(Problem requirements) Put every line of the rows below into a JSON list of strings, one string per line, and leave out any blank lines.

[Location labeling records]
>>>

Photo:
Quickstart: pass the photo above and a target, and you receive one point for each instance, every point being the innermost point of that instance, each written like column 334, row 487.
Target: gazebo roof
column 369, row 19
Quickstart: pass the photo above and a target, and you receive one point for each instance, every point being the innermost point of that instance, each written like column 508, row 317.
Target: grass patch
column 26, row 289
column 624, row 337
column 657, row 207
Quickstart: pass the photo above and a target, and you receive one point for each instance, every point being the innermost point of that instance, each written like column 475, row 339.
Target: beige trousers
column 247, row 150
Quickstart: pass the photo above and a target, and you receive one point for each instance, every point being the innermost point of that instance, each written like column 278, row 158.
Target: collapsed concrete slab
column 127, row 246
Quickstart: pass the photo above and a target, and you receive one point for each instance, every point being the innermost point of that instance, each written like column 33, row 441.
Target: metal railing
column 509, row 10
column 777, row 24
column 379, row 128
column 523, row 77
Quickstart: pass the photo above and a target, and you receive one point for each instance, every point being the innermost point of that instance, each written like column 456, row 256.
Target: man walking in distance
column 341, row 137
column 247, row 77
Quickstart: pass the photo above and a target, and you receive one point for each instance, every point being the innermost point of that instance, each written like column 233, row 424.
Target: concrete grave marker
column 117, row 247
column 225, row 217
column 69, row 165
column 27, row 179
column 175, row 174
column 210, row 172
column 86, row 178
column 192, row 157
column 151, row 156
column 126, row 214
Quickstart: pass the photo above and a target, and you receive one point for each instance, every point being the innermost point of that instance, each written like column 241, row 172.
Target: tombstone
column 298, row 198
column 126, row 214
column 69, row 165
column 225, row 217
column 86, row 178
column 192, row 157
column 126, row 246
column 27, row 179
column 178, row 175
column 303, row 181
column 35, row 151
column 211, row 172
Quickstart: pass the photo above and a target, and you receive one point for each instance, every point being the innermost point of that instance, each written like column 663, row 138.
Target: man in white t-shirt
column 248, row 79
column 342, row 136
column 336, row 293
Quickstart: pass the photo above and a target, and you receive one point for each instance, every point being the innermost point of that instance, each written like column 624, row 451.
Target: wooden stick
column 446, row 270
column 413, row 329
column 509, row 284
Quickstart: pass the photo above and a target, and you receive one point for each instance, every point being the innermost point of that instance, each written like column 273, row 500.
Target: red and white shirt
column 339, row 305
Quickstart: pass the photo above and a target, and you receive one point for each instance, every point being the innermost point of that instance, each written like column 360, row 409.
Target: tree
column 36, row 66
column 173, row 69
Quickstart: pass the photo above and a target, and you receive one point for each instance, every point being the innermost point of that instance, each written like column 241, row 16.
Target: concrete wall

<<<

(The solution)
[
  "Photo:",
  "Quickstart: pass the photo above and a target, and you receive one point for each instance, every point being the innermost point of that instance, each written like column 334, row 487.",
  "Target: gazebo roof",
  "column 369, row 19",
  "Quickstart: pass the photo above and a target, and you receive one point for each instance, every point being the innermost point of that instance, each written like column 508, row 317.",
  "Target: grass patch",
  "column 26, row 289",
  "column 624, row 337",
  "column 657, row 207",
  "Quickstart: pass the photo above and a target, and you receive one point for each instance, every point being the innermost point of that instance, each written like column 475, row 339.",
  "Target: beige trousers",
  "column 247, row 150",
  "Quickstart: pass the photo above and a target, and you receive one point for each instance, every point being the innermost point of that instance, each written like column 278, row 158.",
  "Target: collapsed concrete slab",
  "column 127, row 246",
  "Quickstart: pass the photo above and a target, and you receive one point for each instance, every point being the innermost point of that instance, each written like column 33, row 441.",
  "Target: metal railing",
  "column 509, row 10",
  "column 777, row 24",
  "column 379, row 128",
  "column 523, row 77",
  "Quickstart: pass the photo above and a target, and you receive one point for each instance, every point being the innermost point of that instance, each written like column 456, row 256.",
  "Target: man walking in distance",
  "column 341, row 137",
  "column 247, row 77",
  "Quickstart: pass the photo above and a target, and you receive one point for each instance, every point being the innermost point of that instance, each written like column 233, row 424.",
  "Target: concrete grave marker",
  "column 117, row 247",
  "column 225, row 217",
  "column 69, row 165",
  "column 27, row 179",
  "column 175, row 174",
  "column 210, row 172",
  "column 86, row 178",
  "column 192, row 157",
  "column 151, row 156",
  "column 126, row 214",
  "Quickstart: pass the photo above and a target, and you receive one point for each instance, every point being the innermost point of that instance, each written like column 241, row 172.",
  "Target: tombstone",
  "column 298, row 198",
  "column 126, row 214",
  "column 69, row 165",
  "column 225, row 217",
  "column 86, row 178",
  "column 192, row 157",
  "column 126, row 246",
  "column 27, row 179",
  "column 178, row 175",
  "column 303, row 181",
  "column 35, row 151",
  "column 211, row 172",
  "Quickstart: pass the photo above and a target, and you receive one point for each instance, every point being the innermost point of that instance, each written like column 663, row 138.",
  "Target: man in white t-shirt",
  "column 248, row 79",
  "column 342, row 136",
  "column 336, row 293",
  "Quickstart: pass the photo above and a target, and you receive one point for each instance, every point being the innermost point of that instance, each written like column 624, row 451.",
  "Target: wooden stick",
  "column 446, row 270",
  "column 413, row 329",
  "column 509, row 284",
  "Quickstart: pass the photo above and a target, and you receive one point for each instance, every point being the innermost point of that instance, each written like column 273, row 500.",
  "Target: red and white shirt",
  "column 339, row 305",
  "Quickstart: pass the photo above and a target, and you receive one point for each instance, every point being the innermost point of that instance, each written like column 360, row 409.",
  "Target: tree",
  "column 36, row 66",
  "column 173, row 69",
  "Quickstart: pass the photo above and a target, and you receive one point for each instance, every point being the innermost point of that instance, each written like column 241, row 16.",
  "Target: concrete wall"
]